**Aufgaben:**
A – Welche Tätigkeiten zählt die rhetorische Frage im Zitat des Textblocks auf? Nenne alle.
B – Als was wird Jürgen Todenhöfer im Textblock bezeichnet?
C – Führe den Text über Gesprächskultur und Uli Hoeneß im Anschluss an seinen letzten Satz weiter.

**Textblock:**
────
Hello, Freunde der Volksaufklärung,

gestern traute man seinen Augen nicht: ein Anhauch von Aufklärung ging durchs Volk. In den öffentlichen Foren sah und hörte man zum ersten Mal Gespräche, die den Titel Gespräche verdienten.

ModeratorInnen, die sonst Gespräche mit schneidenden Stimmen reglemtieren, hielten sich zurück und ließen Menschen reden, die ihre Sache zu sagen wussten. Sachverständige teilten ihr Herrschaftswissen mit einem aufmerksamen Publikum.

Vertreibt die Gesprächsdespoten, lasst die Menschen selbst miteinander reden. Mündige brauchen keine Gouvernanten, die sie mit Zuckerbrot und Peitsche wie Zirkustiere vorführen. Die Regeln der Gespräche werden von den Redenden bestimmt, nicht von Showleuten, die zwischen Show und Gespräch nicht zu unterscheiden wissen.

Gestern war ein guter Tag für Deutschland. Die Symbolfigur eines caritativ auftretenden Gier-und-Raub-Kapitalismus wurde zur Kenntlichkeit entlarvt. Brosamen spenden, um mit bestem Gewissen den Profit der Gesellschaft auf seine Seite zu bringen: das ist religiöse Standardwirtschaft des Abendlands. Der heidnische Staat mit seinen Steuerforderungen wird verhöhnt, um das eigene Seelenheil mit unverrottbaren Schätzen zu retten. Jürgen Todenhöfer, einst Jungstar der

Christdemokraten, bringt es auf den geistlichen Punkt:

«Es ist traurig, dass dieser große Mann, der nichts verbrochen hat als sein mit ehrlicher Arbeit verdientes Geld vor den Räubern retten zu wollen, dass dieser so sympathische Mensch nun vor einer Meute herzloser Strauchdiebe in die Knie geht anstatt ihnen zuzurufen: „Wer seid ihr, dass ihr es wagt, mir auch noch moralisch zu kommen. Was habt ihr in eurem Leben anderes getan als lügen, erpressen und rauben?“ „Jener viel mächtigere Richter, vor dem wir nach unserem Tod alle einmal stehen werden, wird Uli Hoeneß vielleicht trotzdem in die Arme nehmen und sagen: ‚Was du dem Geringsten unter den Menschen getan hast, das hast du mir getan.’» (In Facebook)
────
**Gegebene Daten:**
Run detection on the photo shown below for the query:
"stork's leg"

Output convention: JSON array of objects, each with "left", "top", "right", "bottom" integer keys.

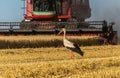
────
**Antworten je Aufgabe:**
A – lügen, erpressen, rauben

B – Als einstiger Jungstar der Christdemokraten.

C –
Nicht das allgemeine Gesetz des Staates und die Gleichheit aller Menschen spielen für Christen eine Rolle, sondern die Rettung weniger Auserwählter und die Verdammnis der Vielen.

„Welcher Mensch unter euch, der hundert Schafe hat und eins von ihnen verliert, lässt nicht die 99 in der Wüste zurück und geht dem verlorenen nach, bis er es findet? Ich sage euch: So wird im Himmel mehr Freude sein über einen Sünder, der Busse tut, als über 99 Gerechte, die der Busse nicht bedürfen.“

Seit 2000 Jahren stehen die Erwählten mit der heidnischen Polis auf Kriegsfuß. Gebet dem Kaiser, was des Kaisers, heißt: gebt diesem belanglosen Machthaber, was er will. Schon morgen ist er tot, alles Irdische ist vorbei. Morgen wird das Reich der Seligen errichtet.

Wenn Christen Armen und Schwachen helfen, dann nicht um derentwillen, sondern um ihres eigenen Seelenheils willen. Der hilflose Caritasempfänger ist nur Instrument, um die Seligkeit des Gebers zu befördern. Mit Brosamen und Spenden sammelt man glühende Kohlen aufs Haupt der Hilfsobjekte. „Wahrlich, ich sage euch: Wiefern ihr es einem meiner geringsten Brüder getan habt, habt ihr es mir getan.“

Mir, Mir, Mir: immer geht’s um die Anbetungs- und Glorifizierungsbedürfnisse eines Sohnes ohne Selbstbewusstsein, der durch Bildung gläubiger Gemeinden sein Ich stabilisieren und dem himmlischen Vater seine Erlöserqualitäten nachweisen muss. Was immer der Mensch Gutes tut, es muss um des Sohnes willen geschehen – oder es ist Hybris des Menschen, der seine irdischen Probleme aus eigener Kraft meistern will.

Alle Hilfe des Menschen an den Menschen muss der Sohn an sich raffen: alle moralischen Taten der Menschen gehören mir, sind mein Eigentum. Der Erwählte raubt den Menschen, was den Menschen gehört.

So die Gläubigen bis zum heutigen Tag: was die Menschheit für alle erarbeitet, betrachten sie als ihr Eigentum, als Eigentum weniger. Was würden erwachsene Kinder sagen, wenn ihr Vater erklärte: Alles, was ihr verdient, gehört mir? Alles, was ihr tut, tut ihr in meinem Interesse und für meinen Profit? Gebt euch zufrieden mit wenigen Brosamen und bedankt euch überschwänglich bei Mir für die großzügige Gnadengabe?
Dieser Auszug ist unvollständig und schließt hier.